**TO DO:** Reproduce every line of the data below word for word.

_ _ _ _ _ _ _

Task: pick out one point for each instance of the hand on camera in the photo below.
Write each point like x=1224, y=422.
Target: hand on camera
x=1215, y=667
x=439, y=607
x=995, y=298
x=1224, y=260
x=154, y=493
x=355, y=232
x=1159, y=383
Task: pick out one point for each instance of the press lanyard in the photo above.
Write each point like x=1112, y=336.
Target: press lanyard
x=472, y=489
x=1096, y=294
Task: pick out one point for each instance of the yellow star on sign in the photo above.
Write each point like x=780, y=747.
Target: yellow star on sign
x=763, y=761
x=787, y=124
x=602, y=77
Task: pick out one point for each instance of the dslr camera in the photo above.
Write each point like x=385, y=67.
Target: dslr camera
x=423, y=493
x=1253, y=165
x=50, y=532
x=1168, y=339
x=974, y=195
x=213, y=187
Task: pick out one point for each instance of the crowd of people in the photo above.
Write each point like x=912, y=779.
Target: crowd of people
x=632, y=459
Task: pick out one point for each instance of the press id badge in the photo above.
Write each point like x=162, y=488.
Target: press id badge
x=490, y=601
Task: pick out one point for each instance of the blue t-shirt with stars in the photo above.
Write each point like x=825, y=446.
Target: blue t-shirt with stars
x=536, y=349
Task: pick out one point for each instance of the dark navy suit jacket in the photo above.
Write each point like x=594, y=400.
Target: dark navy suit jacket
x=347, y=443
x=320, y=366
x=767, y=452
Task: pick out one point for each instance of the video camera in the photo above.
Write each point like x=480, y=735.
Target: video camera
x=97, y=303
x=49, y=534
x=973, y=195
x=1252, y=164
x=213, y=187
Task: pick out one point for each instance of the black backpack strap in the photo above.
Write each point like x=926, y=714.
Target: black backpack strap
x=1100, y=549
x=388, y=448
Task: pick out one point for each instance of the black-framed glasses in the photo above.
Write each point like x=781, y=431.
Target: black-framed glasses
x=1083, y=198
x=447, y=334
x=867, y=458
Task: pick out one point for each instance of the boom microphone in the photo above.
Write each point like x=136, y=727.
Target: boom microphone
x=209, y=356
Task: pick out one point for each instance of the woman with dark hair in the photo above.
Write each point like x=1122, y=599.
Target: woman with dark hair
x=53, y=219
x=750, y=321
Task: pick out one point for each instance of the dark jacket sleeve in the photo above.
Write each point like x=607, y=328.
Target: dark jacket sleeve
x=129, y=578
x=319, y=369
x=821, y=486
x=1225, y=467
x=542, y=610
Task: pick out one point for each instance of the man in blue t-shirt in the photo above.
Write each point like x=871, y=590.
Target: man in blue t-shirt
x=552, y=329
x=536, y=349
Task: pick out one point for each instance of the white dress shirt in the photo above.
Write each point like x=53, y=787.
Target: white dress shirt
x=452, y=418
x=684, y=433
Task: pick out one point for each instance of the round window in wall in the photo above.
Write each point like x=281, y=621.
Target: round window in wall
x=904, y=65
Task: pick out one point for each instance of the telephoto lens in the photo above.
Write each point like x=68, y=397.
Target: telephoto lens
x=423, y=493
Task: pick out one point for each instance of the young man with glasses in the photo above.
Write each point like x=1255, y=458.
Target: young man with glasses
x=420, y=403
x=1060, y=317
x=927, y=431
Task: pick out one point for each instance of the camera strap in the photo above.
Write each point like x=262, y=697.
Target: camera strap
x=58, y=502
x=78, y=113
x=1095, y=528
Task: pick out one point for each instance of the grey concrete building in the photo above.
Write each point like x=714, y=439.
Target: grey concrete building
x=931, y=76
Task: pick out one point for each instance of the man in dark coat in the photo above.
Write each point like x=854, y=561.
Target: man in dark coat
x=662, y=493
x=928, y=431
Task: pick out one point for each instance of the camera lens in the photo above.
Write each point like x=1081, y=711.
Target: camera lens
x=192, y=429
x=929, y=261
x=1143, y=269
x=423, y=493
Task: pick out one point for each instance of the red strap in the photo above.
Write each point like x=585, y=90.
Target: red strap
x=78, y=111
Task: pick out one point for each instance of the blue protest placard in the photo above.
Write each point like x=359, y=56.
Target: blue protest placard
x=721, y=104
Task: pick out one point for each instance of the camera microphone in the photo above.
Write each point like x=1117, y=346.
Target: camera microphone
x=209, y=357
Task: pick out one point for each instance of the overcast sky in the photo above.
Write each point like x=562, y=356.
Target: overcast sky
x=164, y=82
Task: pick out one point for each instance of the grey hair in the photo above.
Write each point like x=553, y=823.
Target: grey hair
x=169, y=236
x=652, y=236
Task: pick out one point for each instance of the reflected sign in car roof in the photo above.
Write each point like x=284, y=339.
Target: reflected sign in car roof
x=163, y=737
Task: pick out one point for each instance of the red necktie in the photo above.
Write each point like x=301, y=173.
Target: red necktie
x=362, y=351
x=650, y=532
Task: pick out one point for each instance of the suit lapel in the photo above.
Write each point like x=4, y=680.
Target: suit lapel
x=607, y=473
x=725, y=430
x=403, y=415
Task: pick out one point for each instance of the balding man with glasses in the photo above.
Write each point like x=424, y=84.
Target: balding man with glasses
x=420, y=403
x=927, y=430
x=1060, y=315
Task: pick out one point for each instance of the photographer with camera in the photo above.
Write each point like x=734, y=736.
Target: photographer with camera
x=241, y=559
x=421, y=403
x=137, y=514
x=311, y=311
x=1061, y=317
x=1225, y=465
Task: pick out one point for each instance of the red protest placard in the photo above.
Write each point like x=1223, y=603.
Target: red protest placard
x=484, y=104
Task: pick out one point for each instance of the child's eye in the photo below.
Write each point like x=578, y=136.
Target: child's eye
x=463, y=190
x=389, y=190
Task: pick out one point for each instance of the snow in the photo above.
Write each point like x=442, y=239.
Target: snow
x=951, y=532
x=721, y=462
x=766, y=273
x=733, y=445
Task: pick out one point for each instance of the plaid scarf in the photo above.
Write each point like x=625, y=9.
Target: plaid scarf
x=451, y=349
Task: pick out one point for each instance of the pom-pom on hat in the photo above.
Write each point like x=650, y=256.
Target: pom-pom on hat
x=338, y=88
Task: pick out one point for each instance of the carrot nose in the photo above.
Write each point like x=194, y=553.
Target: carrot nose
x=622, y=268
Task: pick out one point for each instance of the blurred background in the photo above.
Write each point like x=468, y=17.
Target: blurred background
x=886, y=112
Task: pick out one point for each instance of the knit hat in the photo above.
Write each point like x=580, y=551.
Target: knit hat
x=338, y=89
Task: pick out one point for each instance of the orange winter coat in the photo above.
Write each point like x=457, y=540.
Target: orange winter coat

_ _ _ _ _ _ _

**TASK SOLUTION:**
Task: pick out one point for each instance of the hand on camera in the photo below.
Write each point like x=1224, y=422.
Target: hand on camera
x=1215, y=667
x=439, y=607
x=995, y=298
x=1224, y=260
x=154, y=493
x=355, y=232
x=1159, y=383
Task: pick out one point for each instance of the press lanyard in the photo above.
Write each point like x=1112, y=336.
Target: press lanyard
x=472, y=489
x=1096, y=294
Task: pick out one point for each instance of the yellow star on sign in the photo above.
Write each point like x=780, y=747.
Target: yellow star on sign
x=763, y=761
x=787, y=124
x=602, y=77
Task: pick out one point for each instance of the dslr camera in the photo above.
Write each point like x=385, y=67.
Target: dslr camera
x=423, y=493
x=1253, y=165
x=50, y=532
x=1168, y=339
x=974, y=195
x=213, y=187
Task: pick out one point for each instance of the crowd of people in the photo above.
Write each point like x=912, y=779.
Target: crowd of people
x=632, y=459
Task: pick out one point for each instance of the press id badge in the photo above.
Write each point like x=162, y=488.
Target: press id badge
x=490, y=601
Task: pick out one point for each instance of the blue t-shirt with stars in the photo above.
Write each point like x=825, y=446.
Target: blue t-shirt with stars
x=536, y=349
Task: pick out one point for each instance of the dark navy suit jacket in the photo above.
Write each point like x=594, y=400.
Target: dark navy suit jacket
x=347, y=443
x=320, y=366
x=767, y=452
Task: pick out one point for each instance of the video camera in the photo above.
Write each point like x=480, y=735.
Target: video camera
x=97, y=303
x=49, y=534
x=973, y=195
x=1252, y=164
x=213, y=187
Task: pick out one point for each instance of the black backpack strap in the photo above.
Write each point like x=926, y=714.
Target: black backpack strap
x=1100, y=549
x=388, y=448
Task: pick out one point for each instance of the black-framed glasses in the photo above.
Write each point like x=781, y=431.
Target: black-framed glasses
x=1083, y=198
x=447, y=334
x=867, y=458
Task: pick out one point for each instance of the boom microphone in the photo above.
Write each point like x=136, y=727.
Target: boom microphone
x=209, y=356
Task: pick out one point for each instance of the woman with dark hair in the photo above.
Write each point like x=1122, y=599.
Target: woman with dark hair
x=53, y=219
x=750, y=321
Task: pick out one point for each instance of the dark jacket sleeve in the photo above.
Write each point like x=607, y=328.
Target: dark jacket sleeve
x=129, y=578
x=319, y=369
x=821, y=486
x=1225, y=467
x=542, y=610
Task: pick out one point for each instance of the man in blue t-shirt in the photo above.
Write each point like x=871, y=590.
Target: man in blue t-shirt
x=552, y=329
x=536, y=349
Task: pick out one point for each instance of the white dress shirt in the photo above.
Write each point like x=53, y=787.
Target: white dress shirt
x=452, y=418
x=684, y=433
Task: pick out one point for each instance of the round window in wall in the photo above.
Write each point like x=281, y=621.
Target: round window in wall
x=904, y=65
Task: pick out one point for each instance of the telephoto lens in the photo above.
Write each point like x=68, y=397.
Target: telephoto lens
x=423, y=493
Task: pick out one point for each instance of the young man with glasses in the photo above.
Write each point like x=1255, y=458.
Target: young man with glasses
x=420, y=403
x=1060, y=317
x=927, y=431
Task: pick out one point for each instance of the camera strap in the photo above.
Write each point like x=262, y=697.
Target: camera strap
x=58, y=502
x=78, y=113
x=1095, y=528
Task: pick out one point for each instance of the grey concrete building in the photo above.
Write each point like x=714, y=439.
Target: grey concrete building
x=931, y=76
Task: pick out one point for each instance of the man in dark coat in the photo above.
Write each point like x=854, y=561.
Target: man in dark coat
x=662, y=493
x=928, y=431
Task: pick out one point for each instance of the camera lens in the photo above.
Write each point like x=1081, y=711.
Target: camera lens
x=192, y=429
x=929, y=261
x=1143, y=269
x=423, y=493
Task: pick out one point for each instance of the red strap in the photo above.
Write each point like x=585, y=90.
Target: red strap
x=78, y=111
Task: pick out one point for each instance of the blue protest placard in the photo above.
Write each point like x=359, y=56.
Target: blue protest placard
x=721, y=104
Task: pick out one point for each instance of the camera microphone in the photo above.
Write each point like x=1117, y=346.
Target: camera microphone
x=209, y=357
Task: pick out one point for each instance of the overcast sky in the photo above.
Write each point like x=562, y=356.
Target: overcast sky
x=164, y=82
Task: pick out one point for each instance of the grey hair in the photo above.
Write each point like x=553, y=823.
Target: grey hair
x=169, y=236
x=652, y=236
Task: pick out one point for each instance of the reflected sign in car roof in the photo above.
Write each point like x=284, y=339.
Target: reflected sign in car roof
x=163, y=737
Task: pick out one point for each instance of the red necktie in the photo above.
Write each point like x=301, y=173.
Target: red necktie
x=362, y=351
x=650, y=532
Task: pick out one point for each instance of the suit lapel in the photo above.
Write each point like x=4, y=680.
Target: suit lapel
x=607, y=473
x=725, y=430
x=403, y=415
Task: pick out one point for each instance of the balding man with glasses in the photo above.
Write each point like x=424, y=84.
Target: balding man with glasses
x=420, y=403
x=927, y=430
x=1060, y=315
Task: pick out one point for each instance of the photographer with camera in the photo above.
Write each point like x=734, y=736.
Target: photographer with camera
x=241, y=559
x=421, y=403
x=137, y=514
x=311, y=311
x=1061, y=317
x=1225, y=465
Task: pick out one point for each instance of the red protest placard in the photo above.
Write each point like x=1223, y=603.
Target: red protest placard
x=484, y=104
Task: pick out one point for each instance of the child's eye in the photo below.
Write each point like x=578, y=136.
Target: child's eye
x=463, y=190
x=389, y=190
Task: pick out one point for each instance of the snow in the photo above.
Write each point like x=442, y=239.
Target: snow
x=951, y=532
x=721, y=462
x=766, y=273
x=733, y=445
Task: pick out one point for each instance of the plaid scarf in the photo above.
Write each point like x=625, y=9.
Target: plaid scarf
x=451, y=349
Task: pick out one point for each instance of the pom-pom on hat in the photo above.
Write each point like x=650, y=256.
Target: pom-pom on hat
x=338, y=88
Task: pick out one point for each instance of the carrot nose in the photo above.
Write each point like x=194, y=553.
Target: carrot nose
x=622, y=268
Task: pick out one point for each instance of the blurred background in the photo above.
Write each point like x=468, y=17.
Target: blurred background
x=886, y=112
Task: pick out one point for each instance of the knit hat in the photo above.
Write each point like x=580, y=551.
Target: knit hat
x=338, y=89
Task: pick out one point for each instance of the orange winter coat in the photo above.
Write each point like x=457, y=540.
Target: orange winter coat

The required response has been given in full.